Activity — Exact repetition of the data below is required.

↓

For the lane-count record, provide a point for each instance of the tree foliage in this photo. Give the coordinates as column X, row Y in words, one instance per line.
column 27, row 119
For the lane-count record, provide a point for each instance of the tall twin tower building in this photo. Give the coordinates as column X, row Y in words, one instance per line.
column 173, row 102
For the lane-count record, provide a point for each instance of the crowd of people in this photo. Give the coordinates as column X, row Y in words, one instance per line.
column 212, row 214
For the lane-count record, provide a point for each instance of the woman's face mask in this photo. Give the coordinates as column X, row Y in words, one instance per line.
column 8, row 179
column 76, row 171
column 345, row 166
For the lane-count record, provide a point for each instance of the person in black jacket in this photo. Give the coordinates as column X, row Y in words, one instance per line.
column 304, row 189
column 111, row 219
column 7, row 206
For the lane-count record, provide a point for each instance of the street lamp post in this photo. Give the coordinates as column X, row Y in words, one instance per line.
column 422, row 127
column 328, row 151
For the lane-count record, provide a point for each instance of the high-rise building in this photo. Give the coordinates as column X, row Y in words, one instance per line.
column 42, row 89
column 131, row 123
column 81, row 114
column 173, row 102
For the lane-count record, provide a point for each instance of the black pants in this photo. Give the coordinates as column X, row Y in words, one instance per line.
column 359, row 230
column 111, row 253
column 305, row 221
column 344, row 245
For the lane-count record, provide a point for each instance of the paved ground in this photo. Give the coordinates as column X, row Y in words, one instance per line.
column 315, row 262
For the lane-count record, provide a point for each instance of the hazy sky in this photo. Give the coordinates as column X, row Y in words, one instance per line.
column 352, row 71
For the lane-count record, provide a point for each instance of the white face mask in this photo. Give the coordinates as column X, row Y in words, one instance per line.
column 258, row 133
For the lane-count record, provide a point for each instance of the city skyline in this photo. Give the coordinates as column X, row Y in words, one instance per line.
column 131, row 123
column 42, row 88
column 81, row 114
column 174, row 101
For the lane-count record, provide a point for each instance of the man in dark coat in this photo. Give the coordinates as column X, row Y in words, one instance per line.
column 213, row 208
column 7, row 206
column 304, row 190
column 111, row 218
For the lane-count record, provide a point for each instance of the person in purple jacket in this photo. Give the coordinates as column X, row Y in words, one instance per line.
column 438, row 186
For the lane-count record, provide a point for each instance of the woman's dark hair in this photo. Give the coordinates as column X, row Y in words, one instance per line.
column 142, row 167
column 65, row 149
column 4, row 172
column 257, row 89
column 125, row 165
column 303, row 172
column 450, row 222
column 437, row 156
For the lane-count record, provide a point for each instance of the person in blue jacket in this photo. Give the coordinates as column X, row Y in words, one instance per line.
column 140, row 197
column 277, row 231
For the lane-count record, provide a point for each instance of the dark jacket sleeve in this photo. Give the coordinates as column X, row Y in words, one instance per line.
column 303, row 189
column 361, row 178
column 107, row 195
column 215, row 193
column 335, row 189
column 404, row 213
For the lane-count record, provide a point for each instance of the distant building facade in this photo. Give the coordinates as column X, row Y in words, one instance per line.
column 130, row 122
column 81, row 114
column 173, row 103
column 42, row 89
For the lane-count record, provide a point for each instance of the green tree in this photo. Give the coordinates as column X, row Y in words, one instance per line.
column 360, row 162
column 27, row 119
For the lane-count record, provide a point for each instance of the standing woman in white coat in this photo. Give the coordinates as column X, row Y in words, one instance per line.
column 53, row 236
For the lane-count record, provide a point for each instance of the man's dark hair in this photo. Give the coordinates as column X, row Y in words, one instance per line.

↑

Exercise answer —
For the lane-count record, provide a point for each instance of the tree foliage in this photo. Give the coordinates as column X, row Y in words, one instance per line.
column 27, row 119
For the lane-count record, provide a point for each instance of the tall twin tower building in this photo. Give the coordinates as column X, row Y in words, one instance per line.
column 173, row 102
For the lane-count record, provide a point for each instance of the crowd of people in this photo. Give the coordinates as column X, row Y in words, one instance per line.
column 212, row 214
For the lane-count record, provide a point for each instance of the woman's face mask in this photo. Give the coordinates as column X, row Y in words, one instance per line.
column 8, row 179
column 76, row 171
column 345, row 166
For the lane-count record, provide a point for each instance of the person in black jacket in this photo. Give the coordinates as column X, row Y in words, one instance per line.
column 304, row 189
column 111, row 219
column 7, row 206
For the lane-count record, provide a point for each instance of the street lamp post in this photo. Give the coordinates as column X, row Y in words, one instance per line.
column 422, row 127
column 328, row 151
For the lane-count record, provide a point for each instance of the high-rise building in this photo. Give the coordinates as column X, row Y in words, one instance per line.
column 42, row 89
column 131, row 123
column 81, row 114
column 173, row 102
For the lane-count record, provide a point for each instance of the black pants in this photo. Give the coordinates as column X, row Y in words, one instance per line.
column 359, row 230
column 111, row 253
column 305, row 221
column 344, row 245
For the lane-count record, provide a point for each instance of the paved ground in this photo. Give the coordinates as column X, row Y in words, one instance per line.
column 315, row 262
For the lane-count record, provide a point for each instance of the hazy sky in this photo. Give the coordinates as column X, row Y in words, one instance per line.
column 352, row 71
For the lane-count record, provide a point for each instance of the white face mask in this photo. Give the coordinates as column X, row Y in words, one instance per line.
column 258, row 133
For the lane-count record, provide a point for each instance of the city skyline in this photo. Give the coordinates as column X, row Y in words, one instance per line.
column 131, row 123
column 42, row 88
column 81, row 114
column 174, row 101
For the lane-count record, provide a point for each instance of the man in dark coat in this photo. Give the coordinates as column X, row Y in words, one instance per line.
column 213, row 208
column 7, row 206
column 304, row 190
column 111, row 218
For the lane-count record, provide a point for each instance of the person in purple jacket in this photo. Give the coordinates as column X, row Y in words, one instance per line.
column 438, row 186
For the lane-count record, provide a point for each instance of the woman's dark hair in this photo. Give the coordinates as column X, row Y in words, one instance per line.
column 142, row 167
column 65, row 149
column 4, row 172
column 257, row 89
column 125, row 165
column 303, row 172
column 450, row 222
column 437, row 156
For the lane-count record, provide a point for each instance of the person in blue jacket in this photo. Give the coordinates as column X, row Y in words, one instance per line.
column 140, row 197
column 277, row 231
For the lane-count record, provide a point for each instance of the dark jacket sleeve in this photo. Give the coordinates as column X, row Y in words, one instance per line.
column 303, row 189
column 361, row 178
column 107, row 195
column 215, row 193
column 335, row 189
column 404, row 213
For the lane-count record, provide a point for each instance of the distant building facade in this photo. Give the coordinates as column X, row Y in words, one instance per line.
column 130, row 122
column 81, row 114
column 173, row 103
column 42, row 89
For the lane-count record, provide a point for each instance of the green tree in this photo. Give the coordinates as column X, row Y in words, one instance per line.
column 360, row 162
column 27, row 119
For the lane-count record, provide a point for each instance of the standing woman in white coat in this photo. Give the coordinates as column X, row Y in words, one instance per line.
column 53, row 236
For the lane-count record, provide a point for each instance of the man's dark hair in this photo. Give the coordinates as column X, row Y in words, one instance per line.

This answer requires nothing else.